§ **Task prompt**
Turn all of the rows below into a numbered list, skipping any blank lines and leaving the pictures out.

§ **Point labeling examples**
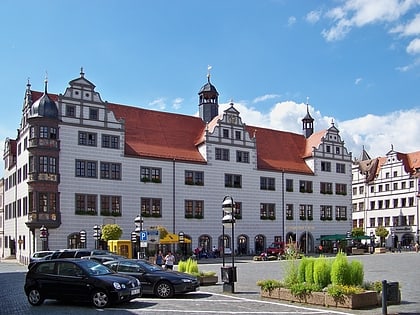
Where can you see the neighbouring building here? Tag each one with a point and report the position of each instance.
(386, 193)
(78, 162)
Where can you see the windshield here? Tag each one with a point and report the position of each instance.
(95, 268)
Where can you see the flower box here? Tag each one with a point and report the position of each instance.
(208, 280)
(354, 301)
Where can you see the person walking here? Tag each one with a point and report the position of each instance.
(169, 261)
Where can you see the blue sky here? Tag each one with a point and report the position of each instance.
(357, 62)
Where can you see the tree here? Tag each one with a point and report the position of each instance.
(111, 232)
(382, 233)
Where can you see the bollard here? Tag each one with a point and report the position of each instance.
(384, 297)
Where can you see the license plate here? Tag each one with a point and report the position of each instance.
(135, 291)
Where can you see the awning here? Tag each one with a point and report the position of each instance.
(334, 237)
(171, 238)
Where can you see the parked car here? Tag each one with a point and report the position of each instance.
(103, 258)
(79, 280)
(40, 255)
(154, 279)
(275, 249)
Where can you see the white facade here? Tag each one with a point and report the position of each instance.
(329, 162)
(386, 193)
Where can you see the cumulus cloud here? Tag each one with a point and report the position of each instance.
(176, 104)
(356, 13)
(373, 132)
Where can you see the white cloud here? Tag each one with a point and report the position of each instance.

§ **Exercise answer**
1. Where can you see the neighbouring building here? Tag each one with a point and report the position of each instance.
2. (386, 193)
3. (78, 162)
4. Where can you see the windshield here? Tag each one with a point and report the position of each instance.
5. (95, 268)
6. Where can you see the flower box here? Tag each one with a point and report the position of each instance.
7. (208, 280)
8. (354, 301)
9. Where can you see the person walking here? Tag each one with a point and report the position of each instance.
10. (169, 261)
11. Where can you see the blue sky here? Tag each one with a point and report the position of each instance.
12. (357, 62)
13. Where can you see the tree here? Tag each one with a point and report the position of each instance.
14. (111, 232)
15. (382, 233)
16. Where can you see the bollard here? Tag each one with a point and report the position of each instance.
17. (384, 297)
18. Where can you see the license plate here? Tag each one with a point and report the position of each instance.
19. (135, 291)
20. Where can you see the awning here? Tag each one with a point and report the position of each instance.
21. (334, 237)
22. (171, 238)
23. Where can you see the parked car here? Tag each one with a point and report the position of each instance.
24. (103, 258)
25. (79, 280)
26. (40, 255)
27. (154, 279)
28. (275, 249)
29. Where can you see the white facade here? Tag each one with a point and report the position of each instance.
30. (329, 162)
31. (386, 193)
32. Where can you see the cumulus cloud here? Tag each one with a point and report the position of each instance.
33. (176, 104)
34. (356, 13)
35. (373, 132)
36. Where can you see the white cloud here? Tag each one with a point and report the position of each instance.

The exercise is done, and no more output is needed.